■ The task: Return verbatim the run of lines that opens with the line holding "Expected: for every instance of the white plastic" and closes with the last line of the records.

++++ Records to use ++++

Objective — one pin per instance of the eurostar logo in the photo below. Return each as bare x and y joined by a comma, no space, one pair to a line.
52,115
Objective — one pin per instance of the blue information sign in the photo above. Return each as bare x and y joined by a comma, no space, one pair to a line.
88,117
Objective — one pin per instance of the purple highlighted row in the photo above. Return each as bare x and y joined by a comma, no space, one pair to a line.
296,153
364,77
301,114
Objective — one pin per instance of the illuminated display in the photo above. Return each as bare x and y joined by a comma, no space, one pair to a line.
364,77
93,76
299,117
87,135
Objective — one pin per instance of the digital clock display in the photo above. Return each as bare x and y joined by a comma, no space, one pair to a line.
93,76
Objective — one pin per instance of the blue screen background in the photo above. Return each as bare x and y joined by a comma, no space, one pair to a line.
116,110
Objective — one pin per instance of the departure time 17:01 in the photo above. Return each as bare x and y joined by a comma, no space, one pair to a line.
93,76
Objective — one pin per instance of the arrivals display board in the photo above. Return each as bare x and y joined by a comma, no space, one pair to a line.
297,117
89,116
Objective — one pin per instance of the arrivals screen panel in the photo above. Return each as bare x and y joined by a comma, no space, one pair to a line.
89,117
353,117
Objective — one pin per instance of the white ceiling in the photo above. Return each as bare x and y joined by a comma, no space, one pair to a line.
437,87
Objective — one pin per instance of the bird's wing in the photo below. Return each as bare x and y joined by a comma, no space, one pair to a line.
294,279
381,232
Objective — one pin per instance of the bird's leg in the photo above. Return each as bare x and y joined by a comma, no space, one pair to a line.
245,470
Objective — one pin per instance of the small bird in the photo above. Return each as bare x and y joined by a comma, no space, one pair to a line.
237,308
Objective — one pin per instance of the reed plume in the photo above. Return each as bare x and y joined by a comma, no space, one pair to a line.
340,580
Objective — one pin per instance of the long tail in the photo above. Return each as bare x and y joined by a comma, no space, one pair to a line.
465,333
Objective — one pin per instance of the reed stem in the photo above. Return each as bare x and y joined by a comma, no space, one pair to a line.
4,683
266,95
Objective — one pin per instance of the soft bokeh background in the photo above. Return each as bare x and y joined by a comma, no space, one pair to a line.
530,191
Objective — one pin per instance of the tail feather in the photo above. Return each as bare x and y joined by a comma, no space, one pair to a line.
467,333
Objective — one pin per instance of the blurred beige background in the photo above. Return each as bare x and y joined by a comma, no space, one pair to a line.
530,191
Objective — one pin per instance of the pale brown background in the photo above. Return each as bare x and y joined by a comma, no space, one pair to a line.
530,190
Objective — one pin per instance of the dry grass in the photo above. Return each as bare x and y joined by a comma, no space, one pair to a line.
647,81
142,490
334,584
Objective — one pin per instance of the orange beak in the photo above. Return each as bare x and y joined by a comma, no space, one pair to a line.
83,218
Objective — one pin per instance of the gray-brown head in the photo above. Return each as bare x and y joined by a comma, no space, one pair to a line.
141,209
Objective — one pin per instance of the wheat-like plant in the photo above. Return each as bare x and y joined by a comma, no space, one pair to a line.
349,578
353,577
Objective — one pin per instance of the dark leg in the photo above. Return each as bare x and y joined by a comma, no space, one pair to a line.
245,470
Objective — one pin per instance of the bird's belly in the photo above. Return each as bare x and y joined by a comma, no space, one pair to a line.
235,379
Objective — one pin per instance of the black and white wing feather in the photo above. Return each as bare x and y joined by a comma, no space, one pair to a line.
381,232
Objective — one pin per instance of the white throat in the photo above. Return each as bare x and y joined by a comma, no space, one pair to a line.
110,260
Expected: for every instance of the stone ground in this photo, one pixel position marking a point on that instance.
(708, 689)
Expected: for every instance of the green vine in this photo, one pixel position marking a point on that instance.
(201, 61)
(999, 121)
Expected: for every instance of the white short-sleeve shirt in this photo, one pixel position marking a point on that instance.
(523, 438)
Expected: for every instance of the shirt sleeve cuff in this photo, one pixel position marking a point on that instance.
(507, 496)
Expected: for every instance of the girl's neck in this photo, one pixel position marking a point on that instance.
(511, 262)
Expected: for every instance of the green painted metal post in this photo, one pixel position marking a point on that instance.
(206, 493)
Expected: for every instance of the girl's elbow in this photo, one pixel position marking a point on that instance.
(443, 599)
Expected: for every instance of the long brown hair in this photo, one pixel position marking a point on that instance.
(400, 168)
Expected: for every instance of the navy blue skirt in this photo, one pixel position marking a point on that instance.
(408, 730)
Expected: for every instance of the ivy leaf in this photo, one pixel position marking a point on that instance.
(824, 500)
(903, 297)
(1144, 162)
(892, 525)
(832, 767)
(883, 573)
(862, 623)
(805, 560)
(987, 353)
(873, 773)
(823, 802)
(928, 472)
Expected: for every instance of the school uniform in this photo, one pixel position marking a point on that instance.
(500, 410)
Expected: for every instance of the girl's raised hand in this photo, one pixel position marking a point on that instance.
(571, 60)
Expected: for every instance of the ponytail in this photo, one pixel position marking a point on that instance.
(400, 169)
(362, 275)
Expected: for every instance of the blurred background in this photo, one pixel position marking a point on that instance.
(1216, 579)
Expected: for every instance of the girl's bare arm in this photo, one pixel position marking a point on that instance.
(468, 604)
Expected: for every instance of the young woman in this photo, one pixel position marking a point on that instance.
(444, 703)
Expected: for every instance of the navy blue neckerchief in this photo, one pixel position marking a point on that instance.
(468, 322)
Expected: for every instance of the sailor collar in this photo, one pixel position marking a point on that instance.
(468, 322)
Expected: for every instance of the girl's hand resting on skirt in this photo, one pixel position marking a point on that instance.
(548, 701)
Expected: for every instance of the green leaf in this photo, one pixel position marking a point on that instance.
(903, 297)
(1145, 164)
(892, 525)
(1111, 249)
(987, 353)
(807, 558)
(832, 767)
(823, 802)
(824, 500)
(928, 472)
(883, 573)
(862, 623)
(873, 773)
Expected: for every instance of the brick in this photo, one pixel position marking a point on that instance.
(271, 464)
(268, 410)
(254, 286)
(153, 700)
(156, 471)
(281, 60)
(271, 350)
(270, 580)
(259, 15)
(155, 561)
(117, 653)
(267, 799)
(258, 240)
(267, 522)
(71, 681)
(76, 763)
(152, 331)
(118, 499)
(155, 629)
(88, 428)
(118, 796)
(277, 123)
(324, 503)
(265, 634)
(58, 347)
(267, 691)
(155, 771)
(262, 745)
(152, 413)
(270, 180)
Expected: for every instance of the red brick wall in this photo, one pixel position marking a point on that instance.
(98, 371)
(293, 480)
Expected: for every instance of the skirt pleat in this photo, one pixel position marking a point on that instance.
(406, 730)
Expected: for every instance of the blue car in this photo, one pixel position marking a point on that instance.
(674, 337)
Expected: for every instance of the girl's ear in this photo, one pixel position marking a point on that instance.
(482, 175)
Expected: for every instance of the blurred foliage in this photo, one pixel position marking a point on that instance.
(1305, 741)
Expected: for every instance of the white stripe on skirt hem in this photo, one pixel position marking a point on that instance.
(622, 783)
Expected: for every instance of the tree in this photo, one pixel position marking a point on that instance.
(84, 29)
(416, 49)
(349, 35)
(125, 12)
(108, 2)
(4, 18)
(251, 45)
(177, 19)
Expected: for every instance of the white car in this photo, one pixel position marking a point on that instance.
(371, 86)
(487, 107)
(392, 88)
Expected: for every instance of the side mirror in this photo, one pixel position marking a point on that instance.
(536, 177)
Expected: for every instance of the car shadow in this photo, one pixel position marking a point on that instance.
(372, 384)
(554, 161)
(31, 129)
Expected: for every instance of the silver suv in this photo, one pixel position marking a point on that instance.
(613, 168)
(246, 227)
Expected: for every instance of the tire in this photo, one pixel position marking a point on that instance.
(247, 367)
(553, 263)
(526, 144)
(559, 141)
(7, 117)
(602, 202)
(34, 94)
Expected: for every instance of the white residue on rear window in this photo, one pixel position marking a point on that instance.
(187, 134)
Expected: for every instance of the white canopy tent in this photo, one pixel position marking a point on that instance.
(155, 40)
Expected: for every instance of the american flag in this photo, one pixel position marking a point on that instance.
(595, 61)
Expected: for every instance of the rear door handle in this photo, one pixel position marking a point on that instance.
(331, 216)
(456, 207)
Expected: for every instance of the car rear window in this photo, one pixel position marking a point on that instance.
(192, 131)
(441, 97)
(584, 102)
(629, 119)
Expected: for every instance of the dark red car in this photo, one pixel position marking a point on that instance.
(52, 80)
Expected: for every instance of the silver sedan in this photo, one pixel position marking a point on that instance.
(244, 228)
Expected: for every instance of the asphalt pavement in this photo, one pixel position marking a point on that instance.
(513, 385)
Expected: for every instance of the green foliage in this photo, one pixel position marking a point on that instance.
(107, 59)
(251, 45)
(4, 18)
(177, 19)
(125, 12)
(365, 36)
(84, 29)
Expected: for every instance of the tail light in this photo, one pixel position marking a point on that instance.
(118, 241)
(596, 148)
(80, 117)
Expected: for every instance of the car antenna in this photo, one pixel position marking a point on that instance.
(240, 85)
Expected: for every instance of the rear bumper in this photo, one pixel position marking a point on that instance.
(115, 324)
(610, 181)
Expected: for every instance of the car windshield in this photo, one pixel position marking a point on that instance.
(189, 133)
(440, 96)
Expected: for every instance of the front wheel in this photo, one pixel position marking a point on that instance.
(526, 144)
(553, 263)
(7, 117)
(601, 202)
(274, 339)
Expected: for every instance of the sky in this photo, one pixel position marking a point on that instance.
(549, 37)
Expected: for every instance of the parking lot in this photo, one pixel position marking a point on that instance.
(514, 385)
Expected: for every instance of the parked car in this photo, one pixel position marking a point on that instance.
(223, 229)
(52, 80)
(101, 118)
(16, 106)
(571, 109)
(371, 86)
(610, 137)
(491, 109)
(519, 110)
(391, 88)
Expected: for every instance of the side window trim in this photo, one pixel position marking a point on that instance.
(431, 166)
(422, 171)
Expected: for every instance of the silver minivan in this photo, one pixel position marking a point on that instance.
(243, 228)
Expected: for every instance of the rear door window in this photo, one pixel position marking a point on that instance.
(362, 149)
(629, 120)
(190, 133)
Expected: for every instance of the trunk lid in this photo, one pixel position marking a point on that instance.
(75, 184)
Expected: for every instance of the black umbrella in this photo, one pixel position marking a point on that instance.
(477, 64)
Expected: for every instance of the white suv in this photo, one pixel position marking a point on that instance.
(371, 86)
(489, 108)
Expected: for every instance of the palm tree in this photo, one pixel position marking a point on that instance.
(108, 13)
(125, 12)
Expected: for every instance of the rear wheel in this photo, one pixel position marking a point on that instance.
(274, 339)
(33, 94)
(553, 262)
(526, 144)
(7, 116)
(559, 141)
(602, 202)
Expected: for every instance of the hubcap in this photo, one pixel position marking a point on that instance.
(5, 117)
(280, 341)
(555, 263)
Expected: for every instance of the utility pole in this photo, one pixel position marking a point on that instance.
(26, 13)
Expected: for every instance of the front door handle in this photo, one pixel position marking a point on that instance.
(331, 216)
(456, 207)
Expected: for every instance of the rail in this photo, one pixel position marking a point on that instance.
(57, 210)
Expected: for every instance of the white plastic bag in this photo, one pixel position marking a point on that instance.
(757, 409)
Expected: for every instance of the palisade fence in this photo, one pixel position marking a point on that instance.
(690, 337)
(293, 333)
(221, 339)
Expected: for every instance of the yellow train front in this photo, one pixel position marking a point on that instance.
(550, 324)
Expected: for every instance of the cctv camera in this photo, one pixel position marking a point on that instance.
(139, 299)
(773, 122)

++++

■ Result for this exercise:
Expected: for every instance of the white plastic bag in this photo, one pixel position marking a point on that instance.
(757, 409)
Expected: for every instance of the palisade fence in this photo, one pixel position marking a point on that instance.
(690, 337)
(293, 333)
(221, 339)
Expected: for every instance of the yellow train front in this photo, one pixel position marking a point on that instance.
(550, 324)
Expected: for every instance of the cctv camera in this photo, one pixel position marking a point on that instance.
(139, 299)
(773, 122)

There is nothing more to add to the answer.